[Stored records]
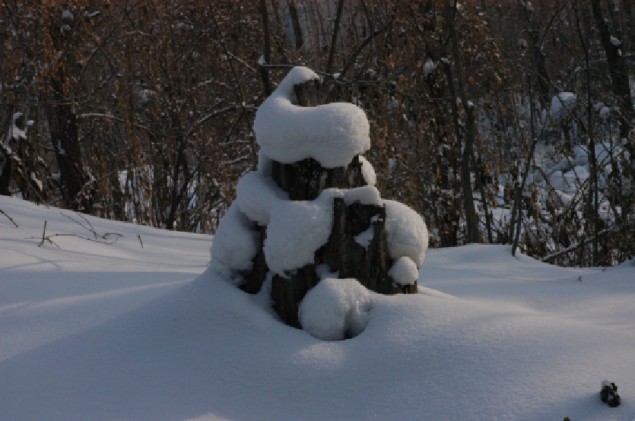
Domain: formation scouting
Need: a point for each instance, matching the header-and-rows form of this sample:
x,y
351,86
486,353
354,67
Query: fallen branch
x,y
9,218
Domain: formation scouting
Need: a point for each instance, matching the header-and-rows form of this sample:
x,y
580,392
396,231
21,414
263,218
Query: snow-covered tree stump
x,y
311,212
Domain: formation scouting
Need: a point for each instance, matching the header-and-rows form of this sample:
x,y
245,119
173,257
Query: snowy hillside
x,y
139,330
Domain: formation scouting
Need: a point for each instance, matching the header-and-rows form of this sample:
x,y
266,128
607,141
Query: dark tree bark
x,y
471,218
65,139
618,69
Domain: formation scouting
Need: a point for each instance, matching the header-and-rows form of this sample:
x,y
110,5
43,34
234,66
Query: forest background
x,y
499,121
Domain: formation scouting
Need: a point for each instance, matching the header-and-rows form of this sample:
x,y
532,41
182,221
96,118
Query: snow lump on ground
x,y
335,309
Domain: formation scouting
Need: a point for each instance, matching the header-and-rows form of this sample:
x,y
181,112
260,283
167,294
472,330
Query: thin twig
x,y
9,218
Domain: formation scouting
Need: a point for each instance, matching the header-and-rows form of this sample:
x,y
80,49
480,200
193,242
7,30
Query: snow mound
x,y
331,133
335,309
295,231
404,271
256,194
406,232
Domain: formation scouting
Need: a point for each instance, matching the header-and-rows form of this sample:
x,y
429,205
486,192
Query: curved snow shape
x,y
335,309
368,171
332,133
256,194
234,245
562,105
406,233
404,271
297,229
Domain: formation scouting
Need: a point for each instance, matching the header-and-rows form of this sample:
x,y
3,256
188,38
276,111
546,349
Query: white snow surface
x,y
256,194
406,233
368,171
335,309
234,245
102,332
404,271
295,231
331,133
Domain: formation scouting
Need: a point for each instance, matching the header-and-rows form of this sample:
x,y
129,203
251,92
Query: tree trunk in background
x,y
471,218
65,139
295,23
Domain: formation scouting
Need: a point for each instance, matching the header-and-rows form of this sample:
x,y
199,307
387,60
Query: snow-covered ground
x,y
139,330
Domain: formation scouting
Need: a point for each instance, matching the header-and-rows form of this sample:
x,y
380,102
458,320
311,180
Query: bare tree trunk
x,y
617,68
266,54
471,218
65,139
336,29
593,201
295,23
517,217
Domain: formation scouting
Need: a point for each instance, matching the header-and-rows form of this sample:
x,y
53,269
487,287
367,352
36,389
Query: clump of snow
x,y
296,230
368,172
234,245
331,133
335,309
406,233
561,105
256,194
429,67
17,132
404,271
365,237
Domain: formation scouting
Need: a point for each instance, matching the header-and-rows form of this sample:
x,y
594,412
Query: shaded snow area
x,y
293,230
102,332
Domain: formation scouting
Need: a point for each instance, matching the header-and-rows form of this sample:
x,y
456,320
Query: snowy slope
x,y
96,331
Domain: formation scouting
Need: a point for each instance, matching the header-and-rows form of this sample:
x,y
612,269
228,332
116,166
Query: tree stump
x,y
343,253
355,244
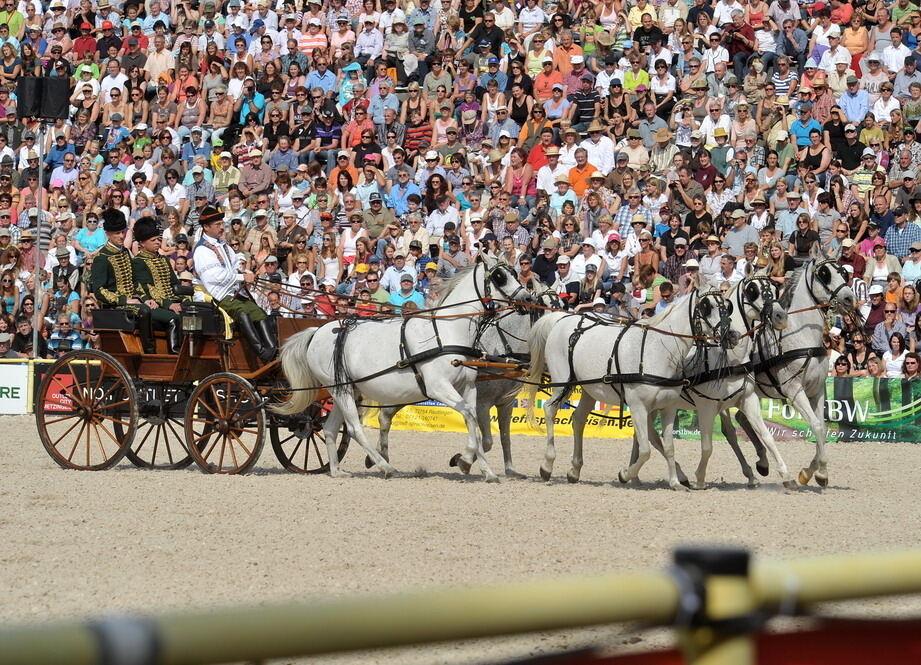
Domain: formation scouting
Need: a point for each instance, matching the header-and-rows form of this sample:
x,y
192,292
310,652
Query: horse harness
x,y
410,360
768,361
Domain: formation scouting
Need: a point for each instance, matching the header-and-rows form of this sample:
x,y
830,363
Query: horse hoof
x,y
463,464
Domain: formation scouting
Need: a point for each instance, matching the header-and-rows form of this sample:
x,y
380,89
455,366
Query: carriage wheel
x,y
86,411
160,439
300,443
224,424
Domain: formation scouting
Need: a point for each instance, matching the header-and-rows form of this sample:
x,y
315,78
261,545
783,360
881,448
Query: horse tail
x,y
537,342
297,371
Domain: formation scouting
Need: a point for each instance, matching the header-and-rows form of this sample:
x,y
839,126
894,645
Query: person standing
x,y
157,279
112,280
215,265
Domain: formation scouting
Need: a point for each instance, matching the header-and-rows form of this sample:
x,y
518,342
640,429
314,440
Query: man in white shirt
x,y
215,265
437,219
547,174
894,55
113,79
600,148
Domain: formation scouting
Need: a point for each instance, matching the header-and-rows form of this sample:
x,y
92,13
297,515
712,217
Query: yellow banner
x,y
434,416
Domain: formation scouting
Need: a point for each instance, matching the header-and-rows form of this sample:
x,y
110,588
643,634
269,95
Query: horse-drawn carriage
x,y
163,411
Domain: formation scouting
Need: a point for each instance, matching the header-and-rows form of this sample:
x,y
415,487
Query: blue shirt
x,y
855,107
107,177
397,298
900,239
380,104
399,196
801,131
190,151
326,80
259,101
55,156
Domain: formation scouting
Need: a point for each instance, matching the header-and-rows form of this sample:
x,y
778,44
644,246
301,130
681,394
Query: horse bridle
x,y
814,274
698,320
767,289
486,299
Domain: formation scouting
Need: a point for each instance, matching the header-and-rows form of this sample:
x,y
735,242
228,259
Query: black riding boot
x,y
248,328
146,329
269,338
174,335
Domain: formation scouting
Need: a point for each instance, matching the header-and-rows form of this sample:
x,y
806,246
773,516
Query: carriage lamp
x,y
192,324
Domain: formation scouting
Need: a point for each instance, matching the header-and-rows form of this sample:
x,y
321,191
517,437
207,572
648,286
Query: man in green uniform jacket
x,y
112,278
157,280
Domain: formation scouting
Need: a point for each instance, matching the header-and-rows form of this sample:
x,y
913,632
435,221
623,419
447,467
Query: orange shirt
x,y
562,58
543,85
579,178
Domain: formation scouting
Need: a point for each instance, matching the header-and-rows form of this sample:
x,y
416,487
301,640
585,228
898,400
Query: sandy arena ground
x,y
79,543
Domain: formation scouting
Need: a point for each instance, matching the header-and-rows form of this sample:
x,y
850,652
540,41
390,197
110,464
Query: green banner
x,y
856,409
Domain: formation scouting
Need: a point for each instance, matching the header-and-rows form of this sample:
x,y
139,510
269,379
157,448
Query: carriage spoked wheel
x,y
160,439
86,411
225,424
299,441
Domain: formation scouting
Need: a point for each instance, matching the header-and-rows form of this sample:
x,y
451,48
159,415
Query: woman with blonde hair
x,y
329,259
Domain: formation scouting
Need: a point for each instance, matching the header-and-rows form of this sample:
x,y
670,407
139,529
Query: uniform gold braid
x,y
161,272
125,287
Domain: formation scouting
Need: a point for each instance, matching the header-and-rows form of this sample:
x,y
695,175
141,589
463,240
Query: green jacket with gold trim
x,y
112,278
156,277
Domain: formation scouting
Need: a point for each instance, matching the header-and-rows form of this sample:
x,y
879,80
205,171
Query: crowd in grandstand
x,y
357,153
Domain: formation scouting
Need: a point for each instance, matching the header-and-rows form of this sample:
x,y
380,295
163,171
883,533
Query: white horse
x,y
721,379
401,360
502,337
640,364
793,365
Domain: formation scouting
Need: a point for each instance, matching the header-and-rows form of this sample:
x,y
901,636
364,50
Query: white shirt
x,y
531,18
600,154
893,58
546,177
110,82
216,268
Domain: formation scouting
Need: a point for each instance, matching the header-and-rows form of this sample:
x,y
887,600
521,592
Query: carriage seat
x,y
114,319
206,315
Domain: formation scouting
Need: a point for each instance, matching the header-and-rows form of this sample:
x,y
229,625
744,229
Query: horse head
x,y
500,282
828,282
757,300
710,319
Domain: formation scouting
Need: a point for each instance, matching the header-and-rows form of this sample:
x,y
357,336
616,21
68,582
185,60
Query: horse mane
x,y
449,285
786,295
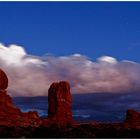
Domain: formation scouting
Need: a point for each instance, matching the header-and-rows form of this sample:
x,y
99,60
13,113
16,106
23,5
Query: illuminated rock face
x,y
10,115
60,104
132,118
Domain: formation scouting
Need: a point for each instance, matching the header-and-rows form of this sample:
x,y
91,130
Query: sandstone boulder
x,y
10,115
60,104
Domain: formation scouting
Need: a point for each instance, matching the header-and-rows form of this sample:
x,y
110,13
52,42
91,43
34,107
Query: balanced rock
x,y
10,115
132,118
60,104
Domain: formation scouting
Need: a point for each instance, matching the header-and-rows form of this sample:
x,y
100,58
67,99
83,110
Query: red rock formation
x,y
60,104
10,115
132,118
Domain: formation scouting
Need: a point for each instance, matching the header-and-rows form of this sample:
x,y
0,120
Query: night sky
x,y
93,29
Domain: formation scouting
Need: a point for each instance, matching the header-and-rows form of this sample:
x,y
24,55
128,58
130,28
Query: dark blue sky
x,y
63,28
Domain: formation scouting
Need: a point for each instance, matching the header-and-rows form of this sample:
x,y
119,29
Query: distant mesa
x,y
60,104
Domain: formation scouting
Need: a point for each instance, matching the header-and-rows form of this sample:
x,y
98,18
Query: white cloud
x,y
31,75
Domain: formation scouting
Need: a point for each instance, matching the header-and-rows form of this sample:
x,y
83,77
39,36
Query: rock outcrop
x,y
132,118
10,115
60,104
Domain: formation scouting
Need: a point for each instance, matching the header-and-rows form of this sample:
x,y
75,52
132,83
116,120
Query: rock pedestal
x,y
10,115
60,104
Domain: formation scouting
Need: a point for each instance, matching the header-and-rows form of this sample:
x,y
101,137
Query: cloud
x,y
32,75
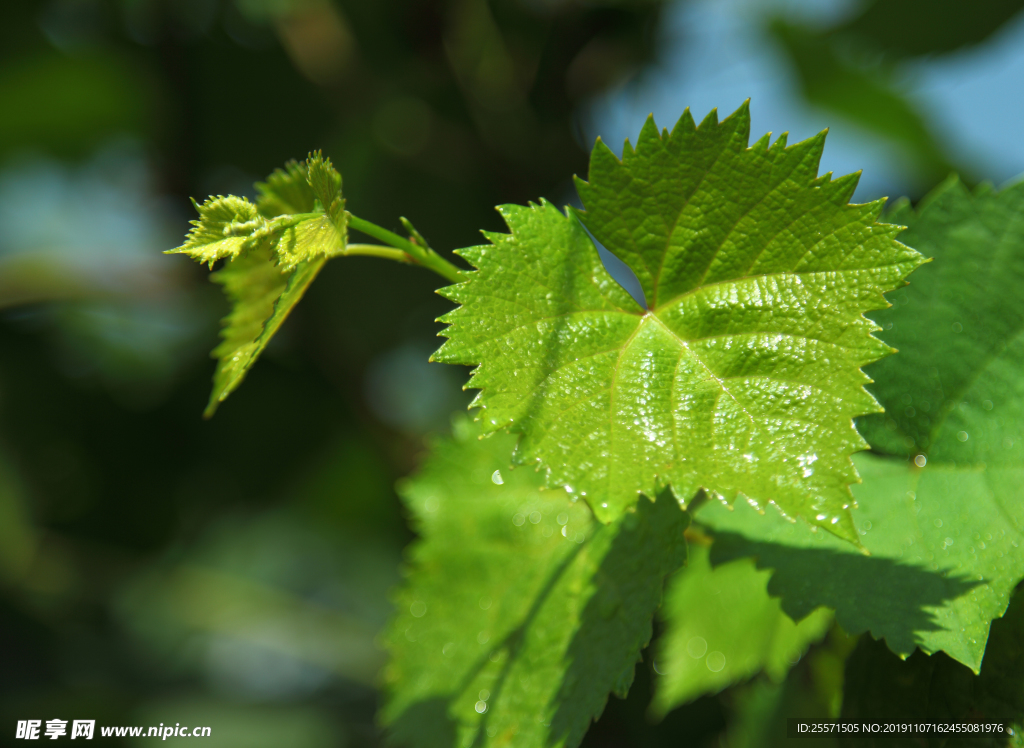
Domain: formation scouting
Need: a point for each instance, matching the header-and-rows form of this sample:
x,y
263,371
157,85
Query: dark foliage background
x,y
155,567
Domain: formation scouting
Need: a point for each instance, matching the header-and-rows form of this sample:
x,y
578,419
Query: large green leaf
x,y
955,392
520,613
881,687
743,373
722,628
943,518
942,561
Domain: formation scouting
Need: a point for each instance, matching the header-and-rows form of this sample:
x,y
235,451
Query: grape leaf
x,y
520,613
287,191
881,687
945,528
274,249
261,298
224,230
742,376
228,227
722,628
955,393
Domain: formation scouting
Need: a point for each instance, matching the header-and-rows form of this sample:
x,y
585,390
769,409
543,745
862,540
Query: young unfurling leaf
x,y
943,514
273,250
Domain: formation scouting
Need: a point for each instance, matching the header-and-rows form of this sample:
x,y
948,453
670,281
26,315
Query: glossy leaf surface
x,y
944,558
929,690
520,612
722,628
742,376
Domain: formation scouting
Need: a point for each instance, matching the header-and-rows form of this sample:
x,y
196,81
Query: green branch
x,y
421,255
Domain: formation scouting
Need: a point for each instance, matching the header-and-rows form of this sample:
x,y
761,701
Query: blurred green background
x,y
158,568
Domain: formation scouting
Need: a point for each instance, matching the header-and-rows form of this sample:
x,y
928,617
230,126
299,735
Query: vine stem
x,y
414,252
376,250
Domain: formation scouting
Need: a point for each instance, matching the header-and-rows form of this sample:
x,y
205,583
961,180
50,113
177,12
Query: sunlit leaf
x,y
743,373
520,613
722,628
943,517
881,687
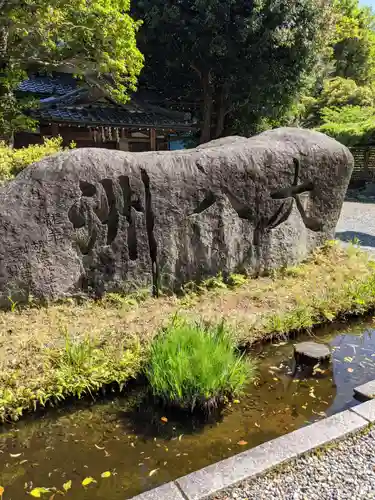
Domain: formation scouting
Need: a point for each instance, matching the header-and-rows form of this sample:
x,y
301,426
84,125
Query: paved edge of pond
x,y
256,461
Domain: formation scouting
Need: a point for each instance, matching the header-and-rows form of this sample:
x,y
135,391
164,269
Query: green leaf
x,y
38,492
67,485
88,480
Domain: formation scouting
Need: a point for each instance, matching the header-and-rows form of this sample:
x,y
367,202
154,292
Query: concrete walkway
x,y
345,471
357,221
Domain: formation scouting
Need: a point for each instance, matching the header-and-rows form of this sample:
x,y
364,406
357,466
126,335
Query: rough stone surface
x,y
92,220
311,352
366,410
343,472
366,391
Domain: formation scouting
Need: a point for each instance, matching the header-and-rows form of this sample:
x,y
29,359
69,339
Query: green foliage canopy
x,y
236,61
96,39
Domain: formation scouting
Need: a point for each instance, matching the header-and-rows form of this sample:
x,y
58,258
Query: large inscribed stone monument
x,y
94,220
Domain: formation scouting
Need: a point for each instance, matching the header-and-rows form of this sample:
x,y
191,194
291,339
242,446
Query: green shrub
x,y
351,125
192,366
12,161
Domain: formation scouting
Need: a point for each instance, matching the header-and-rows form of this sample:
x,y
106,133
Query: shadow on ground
x,y
366,240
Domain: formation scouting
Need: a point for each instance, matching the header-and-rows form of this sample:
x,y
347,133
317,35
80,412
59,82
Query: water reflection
x,y
128,437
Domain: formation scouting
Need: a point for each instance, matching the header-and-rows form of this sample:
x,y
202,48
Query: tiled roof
x,y
66,102
49,85
106,115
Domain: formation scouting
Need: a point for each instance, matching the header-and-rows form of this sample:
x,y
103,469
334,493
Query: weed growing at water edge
x,y
193,366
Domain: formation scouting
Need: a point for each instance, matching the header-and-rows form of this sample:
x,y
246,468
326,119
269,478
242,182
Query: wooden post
x,y
54,129
152,139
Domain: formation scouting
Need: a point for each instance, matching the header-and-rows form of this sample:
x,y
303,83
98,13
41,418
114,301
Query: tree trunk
x,y
207,108
221,110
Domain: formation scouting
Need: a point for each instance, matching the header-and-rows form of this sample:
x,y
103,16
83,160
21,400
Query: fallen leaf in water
x,y
67,485
318,370
88,480
38,492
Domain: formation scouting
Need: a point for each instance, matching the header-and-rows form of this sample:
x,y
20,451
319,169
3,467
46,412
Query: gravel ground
x,y
346,471
357,221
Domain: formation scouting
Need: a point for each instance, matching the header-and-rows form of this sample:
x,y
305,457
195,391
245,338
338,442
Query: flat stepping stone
x,y
365,391
310,353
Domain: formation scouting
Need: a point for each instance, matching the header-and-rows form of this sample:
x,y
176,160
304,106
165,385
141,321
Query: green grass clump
x,y
192,366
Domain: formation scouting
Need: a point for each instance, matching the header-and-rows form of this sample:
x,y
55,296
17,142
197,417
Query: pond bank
x,y
143,446
343,470
50,353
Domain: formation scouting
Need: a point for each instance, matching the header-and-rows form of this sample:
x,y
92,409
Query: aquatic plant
x,y
196,366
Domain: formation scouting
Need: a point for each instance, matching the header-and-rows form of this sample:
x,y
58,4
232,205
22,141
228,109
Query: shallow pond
x,y
141,451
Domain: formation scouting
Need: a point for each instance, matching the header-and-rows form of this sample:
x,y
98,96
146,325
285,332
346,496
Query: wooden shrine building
x,y
85,114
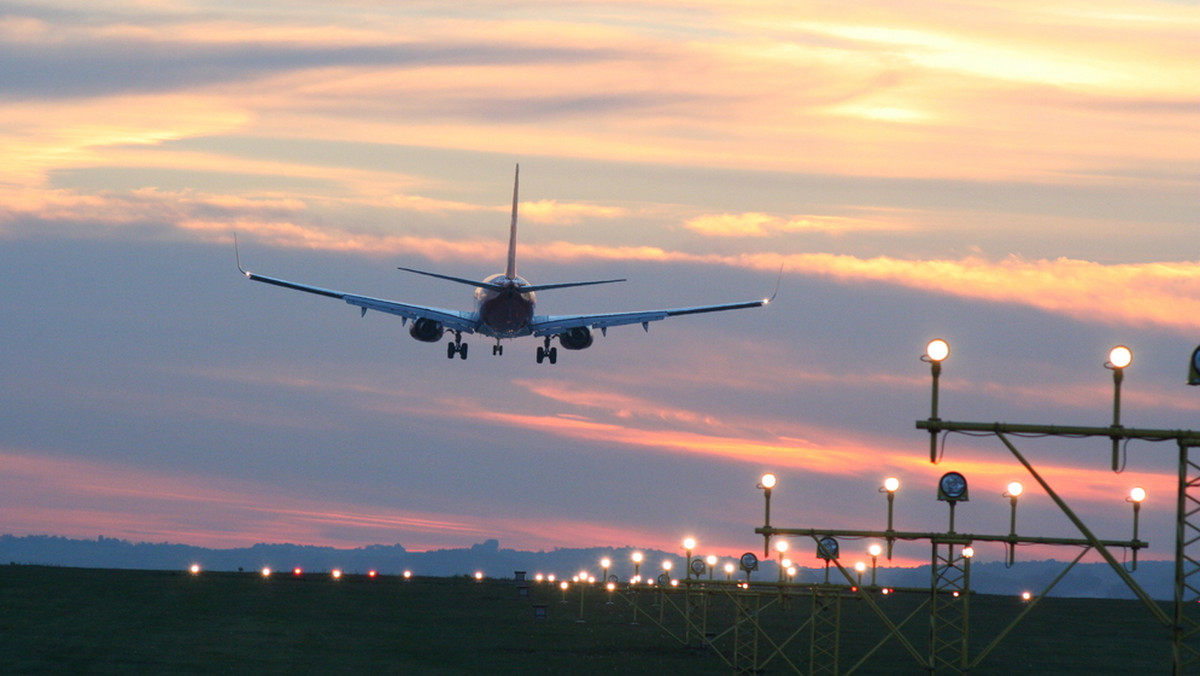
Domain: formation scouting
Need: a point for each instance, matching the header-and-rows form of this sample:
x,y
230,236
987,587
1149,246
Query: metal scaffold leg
x,y
948,610
826,632
1186,642
745,635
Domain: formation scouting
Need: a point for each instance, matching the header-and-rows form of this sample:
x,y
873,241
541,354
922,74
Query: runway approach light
x,y
937,350
1120,357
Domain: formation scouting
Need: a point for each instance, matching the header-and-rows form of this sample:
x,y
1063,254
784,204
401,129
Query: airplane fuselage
x,y
504,309
507,312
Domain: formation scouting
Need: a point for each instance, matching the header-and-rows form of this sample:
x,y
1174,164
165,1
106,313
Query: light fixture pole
x,y
935,353
766,483
1119,358
875,550
891,485
1137,495
1014,491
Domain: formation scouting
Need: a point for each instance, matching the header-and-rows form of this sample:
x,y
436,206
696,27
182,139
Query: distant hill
x,y
1089,580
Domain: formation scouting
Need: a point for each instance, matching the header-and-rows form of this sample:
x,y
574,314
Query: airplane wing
x,y
453,319
551,324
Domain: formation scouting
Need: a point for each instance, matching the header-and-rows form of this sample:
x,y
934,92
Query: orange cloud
x,y
765,225
565,214
1164,294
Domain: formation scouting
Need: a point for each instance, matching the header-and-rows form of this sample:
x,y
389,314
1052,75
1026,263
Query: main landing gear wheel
x,y
457,346
547,353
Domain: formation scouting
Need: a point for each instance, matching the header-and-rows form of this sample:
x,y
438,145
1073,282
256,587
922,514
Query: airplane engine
x,y
576,339
426,330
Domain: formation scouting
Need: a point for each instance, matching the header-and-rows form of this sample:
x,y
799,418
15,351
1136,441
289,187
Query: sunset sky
x,y
1021,179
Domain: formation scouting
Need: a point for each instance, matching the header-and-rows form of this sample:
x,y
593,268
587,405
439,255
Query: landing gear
x,y
547,352
457,346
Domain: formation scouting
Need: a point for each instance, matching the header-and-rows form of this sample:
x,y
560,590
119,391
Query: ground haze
x,y
88,621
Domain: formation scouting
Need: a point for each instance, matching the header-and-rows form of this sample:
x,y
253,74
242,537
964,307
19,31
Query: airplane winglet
x,y
774,293
237,256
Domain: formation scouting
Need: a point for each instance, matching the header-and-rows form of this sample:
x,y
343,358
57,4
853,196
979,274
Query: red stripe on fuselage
x,y
505,312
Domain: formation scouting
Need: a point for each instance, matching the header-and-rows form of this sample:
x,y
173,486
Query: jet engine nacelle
x,y
576,339
426,330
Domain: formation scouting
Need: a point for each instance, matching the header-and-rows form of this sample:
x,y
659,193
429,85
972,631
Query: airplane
x,y
504,307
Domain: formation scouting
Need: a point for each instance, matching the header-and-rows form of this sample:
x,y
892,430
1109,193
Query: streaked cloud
x,y
765,225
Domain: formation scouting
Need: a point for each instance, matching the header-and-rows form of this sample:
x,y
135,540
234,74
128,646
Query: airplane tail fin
x,y
511,270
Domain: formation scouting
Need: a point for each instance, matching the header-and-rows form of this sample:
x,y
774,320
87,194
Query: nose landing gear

TASK INSTRUCTIONS:
Only the final stretch of the entries above is needed: print exactly the lines from the line containing "Query: airplane tail fin" through the last one.

SOLUTION TO THIS TASK:
Query: airplane tail fin
x,y
511,270
Domain: formation scouting
Need: a point for each instance, matching the header-and-rows form of this sample:
x,y
774,320
87,194
Query: nose landing gear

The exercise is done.